■ **Written exercise**: Update the entries below: change every "set one dot" to "place a single dot" and keep everything else the same.

■ **Data for processing**:
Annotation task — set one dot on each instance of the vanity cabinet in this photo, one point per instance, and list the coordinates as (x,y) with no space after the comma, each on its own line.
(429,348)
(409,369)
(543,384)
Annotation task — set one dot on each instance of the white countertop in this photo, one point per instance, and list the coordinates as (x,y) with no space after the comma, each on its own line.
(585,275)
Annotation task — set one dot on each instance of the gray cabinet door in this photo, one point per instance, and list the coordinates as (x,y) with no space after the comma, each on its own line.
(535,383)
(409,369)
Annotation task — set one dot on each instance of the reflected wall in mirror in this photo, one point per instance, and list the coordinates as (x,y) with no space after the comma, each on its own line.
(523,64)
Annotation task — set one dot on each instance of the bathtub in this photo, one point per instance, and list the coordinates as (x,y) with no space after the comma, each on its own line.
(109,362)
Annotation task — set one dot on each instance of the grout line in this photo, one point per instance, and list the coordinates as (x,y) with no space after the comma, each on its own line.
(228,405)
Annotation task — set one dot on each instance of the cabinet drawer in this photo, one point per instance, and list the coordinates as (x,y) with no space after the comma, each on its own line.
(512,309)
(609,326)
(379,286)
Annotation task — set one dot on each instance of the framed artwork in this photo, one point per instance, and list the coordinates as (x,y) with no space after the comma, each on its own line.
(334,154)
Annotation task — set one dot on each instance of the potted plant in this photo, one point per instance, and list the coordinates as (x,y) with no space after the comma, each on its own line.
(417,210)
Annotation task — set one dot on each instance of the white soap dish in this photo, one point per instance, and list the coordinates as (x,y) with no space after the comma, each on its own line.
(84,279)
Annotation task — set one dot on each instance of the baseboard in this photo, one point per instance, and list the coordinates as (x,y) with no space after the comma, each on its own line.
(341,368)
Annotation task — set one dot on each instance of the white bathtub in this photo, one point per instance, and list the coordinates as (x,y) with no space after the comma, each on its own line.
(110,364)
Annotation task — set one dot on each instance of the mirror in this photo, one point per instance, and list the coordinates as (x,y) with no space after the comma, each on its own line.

■ **Response below**:
Annotation task — place a single dot on each instance of the vanity cabinet in this photo, one point per instance, and list the coordinates as (x,y) with no space after the comma, each on its own line.
(429,348)
(409,369)
(543,384)
Annotation task — place a single dot on each instance of the white countertop in this photo, one point per instance, and list the coordinates as (x,y) with no space after the comma, each on its own line.
(585,275)
Annotation task — place a single dot on each instance of the gray cabinet door in this photo, one point per instance, and list the coordinates as (x,y) with no space after the comma, each on its own line.
(535,383)
(409,369)
Annotation task — place a single dot on each instance of the reflected wall in mirror in this photo, one point per instance, and list the coordinates as (x,y) with no space after the comma, each on its own line.
(523,64)
Annotation task — place a single dot on each instance of the bathtub in this photo, one point per instance, and list the coordinates as (x,y) with no space after the comma, each on its own line.
(109,362)
Annotation task — place a single dot on each instance of the grout line in this photo, one point per instance, and list the coordinates as (x,y) with no space after the comma, each on its own line.
(228,405)
Annotation task — place a single dot on each instance of the cabinet drawer in this photo, one point per instance, and list the coordinates as (x,y) with no space after the comma, each on its own line.
(512,309)
(609,326)
(379,286)
Annotation task — place a single dot on each instance of the framed artwork in this photo, one point per instance, and list the coordinates as (x,y) with no space after the comma, each on its own line.
(334,154)
Annotation task — place a single dot on each instance of the potted plant in this photo, one point per instance, and list the coordinates as (x,y) with no space after the comma, each on its own line.
(417,210)
Annotation task — place a single dot on each instance of the white soap dish in this photo, one point per instance, and list the coordinates as (x,y) with no space after the comma, each on its own line.
(84,279)
Annotation task — place a single dot on each instance of the baseboard in this photo, one point per instance, and list the coordinates as (x,y) with no space after the comma, each on its own line.
(341,368)
Annotation task — place a single dot on each instance of the white bathtub in this photo, one point per instance, and list the coordinates as (x,y) with no space after the comma, each on its own line.
(110,364)
Annotation task — place a single dot on each instance of the mirror in this photo, one point per instance, and list the coordinates as (x,y) with no space after the comma, each on its own line.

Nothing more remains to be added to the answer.